- **Alıntı**:
'''

İstanbul Ülkü Ocaklarının bugün için belirlediği slogan anlamlı:
Gelecek biziz... Biz Geleceğiz...
Bu aslında ülkücü gençliğin MHP liderine cevabı. Bahçeli, kısa süre önce Ülkü Ocaklılara “Gelecek sizsiniz... Gelecek sizin” diye seslenmişti.
İstanbul Ülkü Ocakları Başkanı Gökmen Kantar ile MHP Lideri’nin konuşmaları birbirlerini tamamlar nitelikteydi. Öğretmen-öğrenci diyaloguna benzetilebilir belki.
Bahçeli, yarısı liseli, yarısı üniversiteli, öğrenmeye aç, hazır, hevesli binlerce genci karşısında görünce konuşmadı aslında, “ders” verdi. Türk Milliyetçiliği’ni Bilge Kağan’dan Atatürk’e uzanan tarihi süreçteki köklerine dayandırarak konuşan Kantar ise dersine iyi çalışmış bir öğrenci gibiydi. Nitekim, özü, -uzun vadede- devleti yönetecek milliyetçi kadroları oluşturma çalışması olan 2023 Gençlik Eğitimi’ni “kutlu bir ödev” kabul ederek gerçekleştirdiklerinin altını çizdi.
***
Peki MHP lideri “ders” inde hangi konuları işledi?
Bir kere hemen bütün gazetelere yansıdığı gibi “Bizim yerimiz sokakların karanlığı değil, meydanların demokratik zeminleridir” dedi. Ama devamı da vardı:
“Sokakların da görüş açımızın kapsamında bulunduğunu, böylesi bir tecrübeden süzülerek bugünlere geldiğimizi hiç kimse yabana atmamalıdır.”

'''

- **Sağlanan malzeme**:
'''

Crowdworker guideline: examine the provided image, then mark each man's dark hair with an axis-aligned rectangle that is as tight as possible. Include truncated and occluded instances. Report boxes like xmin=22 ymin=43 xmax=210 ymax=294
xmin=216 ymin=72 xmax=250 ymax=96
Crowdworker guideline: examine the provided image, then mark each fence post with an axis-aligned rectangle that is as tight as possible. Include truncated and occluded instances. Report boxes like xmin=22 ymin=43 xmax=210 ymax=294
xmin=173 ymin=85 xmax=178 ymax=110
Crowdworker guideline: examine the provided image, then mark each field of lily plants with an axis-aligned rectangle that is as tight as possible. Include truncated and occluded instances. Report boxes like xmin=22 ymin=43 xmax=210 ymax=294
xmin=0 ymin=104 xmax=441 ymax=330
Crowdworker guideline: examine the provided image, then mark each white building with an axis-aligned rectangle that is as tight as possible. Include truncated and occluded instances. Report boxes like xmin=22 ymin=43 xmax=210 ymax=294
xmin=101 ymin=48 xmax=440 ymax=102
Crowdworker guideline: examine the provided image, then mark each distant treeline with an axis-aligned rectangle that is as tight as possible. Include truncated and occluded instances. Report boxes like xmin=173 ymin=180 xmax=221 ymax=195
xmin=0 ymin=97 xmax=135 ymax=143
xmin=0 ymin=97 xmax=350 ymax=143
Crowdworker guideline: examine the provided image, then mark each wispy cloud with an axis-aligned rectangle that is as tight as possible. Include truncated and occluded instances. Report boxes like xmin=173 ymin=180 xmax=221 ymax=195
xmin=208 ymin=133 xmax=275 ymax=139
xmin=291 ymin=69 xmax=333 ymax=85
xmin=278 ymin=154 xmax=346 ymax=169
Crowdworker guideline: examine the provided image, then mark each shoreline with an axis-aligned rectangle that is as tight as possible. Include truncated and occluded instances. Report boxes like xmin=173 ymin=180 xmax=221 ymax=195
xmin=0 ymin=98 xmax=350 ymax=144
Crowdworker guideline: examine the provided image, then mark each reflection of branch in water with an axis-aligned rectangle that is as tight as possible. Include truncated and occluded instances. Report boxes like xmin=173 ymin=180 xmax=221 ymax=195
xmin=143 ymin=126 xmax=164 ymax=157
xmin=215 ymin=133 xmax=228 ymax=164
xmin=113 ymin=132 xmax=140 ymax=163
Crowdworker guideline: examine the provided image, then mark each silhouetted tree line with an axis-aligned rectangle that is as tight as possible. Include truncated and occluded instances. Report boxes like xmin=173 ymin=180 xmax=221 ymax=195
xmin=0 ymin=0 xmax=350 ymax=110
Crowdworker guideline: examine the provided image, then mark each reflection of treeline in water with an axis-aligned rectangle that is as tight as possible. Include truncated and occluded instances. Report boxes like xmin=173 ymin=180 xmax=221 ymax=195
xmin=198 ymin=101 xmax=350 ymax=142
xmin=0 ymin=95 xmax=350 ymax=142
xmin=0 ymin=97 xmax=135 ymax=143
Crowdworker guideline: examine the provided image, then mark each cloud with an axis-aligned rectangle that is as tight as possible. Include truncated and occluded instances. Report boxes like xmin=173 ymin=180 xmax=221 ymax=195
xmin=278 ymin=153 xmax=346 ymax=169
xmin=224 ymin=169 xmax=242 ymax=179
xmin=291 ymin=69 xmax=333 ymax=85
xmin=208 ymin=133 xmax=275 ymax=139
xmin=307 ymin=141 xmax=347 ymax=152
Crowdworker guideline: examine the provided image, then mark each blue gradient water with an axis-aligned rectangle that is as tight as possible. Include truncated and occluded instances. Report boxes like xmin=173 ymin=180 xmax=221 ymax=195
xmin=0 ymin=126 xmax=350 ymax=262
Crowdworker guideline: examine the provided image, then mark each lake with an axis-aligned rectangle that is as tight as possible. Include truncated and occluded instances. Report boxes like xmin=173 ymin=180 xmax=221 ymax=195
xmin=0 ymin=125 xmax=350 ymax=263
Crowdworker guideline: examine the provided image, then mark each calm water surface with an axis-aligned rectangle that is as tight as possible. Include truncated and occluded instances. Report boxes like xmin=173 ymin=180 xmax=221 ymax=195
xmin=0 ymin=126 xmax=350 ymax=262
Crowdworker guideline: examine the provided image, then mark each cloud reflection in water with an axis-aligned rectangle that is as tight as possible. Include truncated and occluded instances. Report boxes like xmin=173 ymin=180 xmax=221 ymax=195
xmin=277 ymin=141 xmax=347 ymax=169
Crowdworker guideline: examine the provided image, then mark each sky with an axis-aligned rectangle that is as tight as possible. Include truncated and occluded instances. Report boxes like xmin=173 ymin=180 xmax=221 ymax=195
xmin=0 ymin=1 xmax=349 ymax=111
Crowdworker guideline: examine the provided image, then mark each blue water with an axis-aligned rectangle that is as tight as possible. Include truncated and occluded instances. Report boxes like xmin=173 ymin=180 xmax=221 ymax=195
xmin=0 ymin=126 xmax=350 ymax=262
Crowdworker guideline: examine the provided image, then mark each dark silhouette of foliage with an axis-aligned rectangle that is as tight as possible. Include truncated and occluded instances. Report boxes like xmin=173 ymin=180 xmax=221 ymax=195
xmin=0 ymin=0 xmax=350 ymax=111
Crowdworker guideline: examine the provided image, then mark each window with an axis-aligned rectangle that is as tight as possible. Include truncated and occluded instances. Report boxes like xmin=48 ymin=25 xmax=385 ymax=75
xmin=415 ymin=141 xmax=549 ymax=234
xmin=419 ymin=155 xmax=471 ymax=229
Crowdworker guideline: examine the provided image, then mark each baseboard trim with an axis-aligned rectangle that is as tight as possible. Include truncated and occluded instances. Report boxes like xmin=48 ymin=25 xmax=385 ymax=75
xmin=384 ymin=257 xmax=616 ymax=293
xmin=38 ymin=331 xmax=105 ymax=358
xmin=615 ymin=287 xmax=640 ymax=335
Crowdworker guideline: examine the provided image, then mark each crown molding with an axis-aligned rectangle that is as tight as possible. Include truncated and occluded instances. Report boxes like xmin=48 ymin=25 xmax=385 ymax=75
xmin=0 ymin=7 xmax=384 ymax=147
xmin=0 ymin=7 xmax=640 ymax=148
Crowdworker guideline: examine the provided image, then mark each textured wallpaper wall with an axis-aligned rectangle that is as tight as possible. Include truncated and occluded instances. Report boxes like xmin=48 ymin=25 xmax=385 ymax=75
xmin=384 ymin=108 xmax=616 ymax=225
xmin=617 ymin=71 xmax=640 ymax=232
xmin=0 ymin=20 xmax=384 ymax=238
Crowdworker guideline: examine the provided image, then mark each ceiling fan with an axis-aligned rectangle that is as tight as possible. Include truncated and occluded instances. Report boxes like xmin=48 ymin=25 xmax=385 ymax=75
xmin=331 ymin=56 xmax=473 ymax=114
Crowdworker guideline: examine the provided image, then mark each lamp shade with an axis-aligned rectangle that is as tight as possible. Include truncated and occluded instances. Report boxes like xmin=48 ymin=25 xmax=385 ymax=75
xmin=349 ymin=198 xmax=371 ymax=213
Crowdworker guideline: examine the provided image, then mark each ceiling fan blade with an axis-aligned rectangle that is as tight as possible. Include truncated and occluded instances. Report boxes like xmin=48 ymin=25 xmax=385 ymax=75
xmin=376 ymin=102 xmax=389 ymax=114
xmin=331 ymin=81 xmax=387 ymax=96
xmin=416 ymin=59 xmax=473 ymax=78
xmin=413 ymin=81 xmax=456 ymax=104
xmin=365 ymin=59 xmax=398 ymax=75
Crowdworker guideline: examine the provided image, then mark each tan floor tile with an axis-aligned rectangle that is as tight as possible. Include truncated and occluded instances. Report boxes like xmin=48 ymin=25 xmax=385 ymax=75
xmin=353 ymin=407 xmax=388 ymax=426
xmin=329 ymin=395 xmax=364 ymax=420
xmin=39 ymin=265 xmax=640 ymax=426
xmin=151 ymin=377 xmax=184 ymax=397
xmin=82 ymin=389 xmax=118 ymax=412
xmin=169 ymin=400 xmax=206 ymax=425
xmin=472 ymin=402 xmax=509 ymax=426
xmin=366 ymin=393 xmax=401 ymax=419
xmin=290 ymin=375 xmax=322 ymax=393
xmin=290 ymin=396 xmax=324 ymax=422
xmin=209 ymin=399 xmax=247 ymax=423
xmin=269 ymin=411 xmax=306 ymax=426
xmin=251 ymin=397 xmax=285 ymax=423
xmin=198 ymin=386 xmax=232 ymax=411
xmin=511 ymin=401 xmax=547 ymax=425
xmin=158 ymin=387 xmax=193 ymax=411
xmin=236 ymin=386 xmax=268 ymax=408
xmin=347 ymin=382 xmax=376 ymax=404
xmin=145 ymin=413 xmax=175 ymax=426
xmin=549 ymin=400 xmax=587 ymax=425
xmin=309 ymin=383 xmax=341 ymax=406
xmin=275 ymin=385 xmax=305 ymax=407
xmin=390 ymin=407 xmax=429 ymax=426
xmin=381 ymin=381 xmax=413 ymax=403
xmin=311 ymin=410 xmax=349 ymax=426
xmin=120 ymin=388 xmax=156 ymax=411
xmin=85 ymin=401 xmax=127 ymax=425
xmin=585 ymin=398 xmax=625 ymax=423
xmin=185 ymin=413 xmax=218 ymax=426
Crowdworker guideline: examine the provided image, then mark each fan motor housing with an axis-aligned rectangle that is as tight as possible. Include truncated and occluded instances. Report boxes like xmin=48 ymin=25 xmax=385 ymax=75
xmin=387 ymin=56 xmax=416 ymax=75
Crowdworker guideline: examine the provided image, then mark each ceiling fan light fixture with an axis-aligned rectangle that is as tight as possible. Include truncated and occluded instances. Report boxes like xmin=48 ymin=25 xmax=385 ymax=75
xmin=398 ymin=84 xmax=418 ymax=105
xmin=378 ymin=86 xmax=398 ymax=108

'''

- **Yapılacak işler**:
- A) Ülkü Ocakları yazısına göre aşağıdaki soruları yanıtlayın:
(i) İstanbul Ülkü Ocakları bugün için hangi sloganı belirlemiş?
(ii) Gökmen Kantar, Türk Milliyetçiliği'nin köklerini hangi iki isim arasında uzanan tarihî sürece dayandırıyor?
(iii) Bahçeli'ye göre "bizim yerimiz" neresi değildir?
- B) Ülkü Ocakları yazısını son cümlesinden itibaren devam ettirin.

- **Yanıtlar**:
- A)
(i) "Gelecek biziz... Biz Geleceğiz..."
(ii) Bilge Kağan ile Atatürk.
(iii) Sokakların karanlığı.

- B)
Ülkücülerin vaktiyle bu ülkenin sokaklarında verdiği mücadeleyi anlatırken “Haklıydık, masumduk, yönümüz Hakk’a çevrilmişti, fikrimiz milletimizin yücelmesi ve yükselmesine odaklanmıştı. Başka amacımız yoktu. Başka arayışımız söz konusu bile değildi. Tertemizdik” diye başladığı sözlerinin “ama”sı yürek yakıcıydı:
“Sokakları mesken tutmuş katiller, tertemiz dava arkadaşlarımıza kıydılar. Kurşun sıktılar, bomba attılar ve can evimizden vurdular.”
Okullarında, kantinlerinde, yurtlarında, mahallelerinde, cami önlerinde katledilen ülkücüleri anan Bahçeli, gençlerden onları mahcup etmemelerini istedi.
Bir de küçük, ama bence bu gençlerin geleceğin pişmanları olmamaları için önemli bir detay; ülkü ocaklılara “şimdi”yi kaçırmamalarını öğütledi:
“Milliyetçiler dünle yarın arasında köprü kuran bir anlayışa sahiptirler.
Ancak şimdiyi de bir kenara itmeyeceklerdir.
Gerçekten yaşadıkça anlarız ki ne yapmak istiyorsak, ne yapabileceksek şimdiden başlamamız lazımdır.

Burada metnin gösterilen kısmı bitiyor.